▶ [Brano citato]:
Un primo effetto collaterale di questo interessante fenomeno nuovo riguarda il prezzo di questi prodotti. Questa autenticità è associata in genere a un prezzo alto, qualche volta molto alto, da cui deriva, anche qui, l’esclusione dei poveri. L’autenticità, poi, non è una caratteristica dei prodotti, è una dimensione anche delle persone. Se allora guardiamo bene ci accorgiamo che stiamo chiedendo al mercato quella gratuità che è precisamente quanto ha espulso dai suoi uffici, negozi, banche, soprattutto negli ultimi decenni.
In questo variegato mondo dei mercati autentici, si aprono allora scenari futuri da seguire con molta attenzione. Uno riguarda la grande crescita di nuove comunità di mercato, dove è il consumo dello stesso prodotto o brand ad aggregare le persone in nuove forme di "tribù". Ciò che oggi vediamo ancora solo per alcuni prodotti particolarmente identitari (nel cibo, nella musica, nell’abbigliamento, nelle automobili, nelle moto...), domani potrebbe diventare un fenomeno molto esteso e generalizzato.
In queste tribù di consumatori è l’oggetto a diventare l’elemento di costruzione della "comunità". Rivivono così forme arcaiche di culto totemico, dove il rapporto tra persone è un effetto collaterale del rapporto di ciascun individuo con la cosa. I fedeli (la fede-fedeltà qui è tutto) offrono sacrifici di tempo e energie a qualcosa che, per natura, non ha nulla di gratuito – il prodotto ha un suo prezzo di vendita, ha i suoi profitti che non vanno agli adoratori, ma ai proprietari della marca, che usano gratuitamente il lavoro e la promozione dei loro fidelizzati. Nuove religioni-idolatrie di solo culto, che riempiono di feticci una terra svuotata di dèi.

▶ [Estratti dei dati]:

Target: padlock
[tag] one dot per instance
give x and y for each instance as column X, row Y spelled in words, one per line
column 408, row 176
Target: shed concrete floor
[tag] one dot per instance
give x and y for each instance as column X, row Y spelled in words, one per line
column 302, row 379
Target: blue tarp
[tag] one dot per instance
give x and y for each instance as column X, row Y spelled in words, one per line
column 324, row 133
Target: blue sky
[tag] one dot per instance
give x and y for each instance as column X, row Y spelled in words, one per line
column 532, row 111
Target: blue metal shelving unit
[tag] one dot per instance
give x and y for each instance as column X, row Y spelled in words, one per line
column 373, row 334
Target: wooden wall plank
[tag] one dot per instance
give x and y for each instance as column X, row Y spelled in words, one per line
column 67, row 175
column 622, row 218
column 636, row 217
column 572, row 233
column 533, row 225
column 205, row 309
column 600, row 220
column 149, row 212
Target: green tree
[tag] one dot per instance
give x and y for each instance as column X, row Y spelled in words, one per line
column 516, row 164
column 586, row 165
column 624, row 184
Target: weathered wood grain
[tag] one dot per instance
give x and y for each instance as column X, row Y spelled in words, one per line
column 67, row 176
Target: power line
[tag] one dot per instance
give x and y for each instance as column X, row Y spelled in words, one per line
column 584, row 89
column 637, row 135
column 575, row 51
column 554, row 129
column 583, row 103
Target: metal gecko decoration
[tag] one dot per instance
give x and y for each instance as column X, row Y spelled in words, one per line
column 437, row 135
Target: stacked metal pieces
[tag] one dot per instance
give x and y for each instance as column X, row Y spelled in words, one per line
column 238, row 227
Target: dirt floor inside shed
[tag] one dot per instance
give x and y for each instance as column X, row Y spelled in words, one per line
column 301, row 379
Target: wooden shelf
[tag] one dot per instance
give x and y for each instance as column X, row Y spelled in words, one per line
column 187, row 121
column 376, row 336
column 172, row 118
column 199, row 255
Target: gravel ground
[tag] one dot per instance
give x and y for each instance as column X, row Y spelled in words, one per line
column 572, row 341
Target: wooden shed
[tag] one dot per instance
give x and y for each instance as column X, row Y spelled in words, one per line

▶ [Consegna 1]:
Rispondi alle domande sul brano:
(a) A che cosa è associata in genere l'autenticità dei prodotti?
(b) Nelle nuove comunità di mercato, che cosa aggrega le persone?
(c) A chi vanno i profitti del prodotto?
▶ [Consegna 2]: Ripeti parola per parola il tratto del brano che va da "In queste tribù" a "svuotata di dèi.".
Per rispondere non servono i record.

▶ [Soluzione 1]:
(a) A un prezzo alto, qualche volta molto alto.
(b) Il consumo dello stesso prodotto o brand.
(c) Ai proprietari della marca.

▶ [Soluzione 2]:
In queste tribù di consumatori è l’oggetto a diventare l’elemento di costruzione della "comunità". Rivivono così forme arcaiche di culto totemico, dove il rapporto tra persone è un effetto collaterale del rapporto di ciascun individuo con la cosa. I fedeli (la fede-fedeltà qui è tutto) offrono sacrifici di tempo e energie a qualcosa che, per natura, non ha nulla di gratuito – il prodotto ha un suo prezzo di vendita, ha i suoi profitti che non vanno agli adoratori, ma ai proprietari della marca, che usano gratuitamente il lavoro e la promozione dei loro fidelizzati. Nuove religioni-idolatrie di solo culto, che riempiono di feticci una terra svuotata di dèi.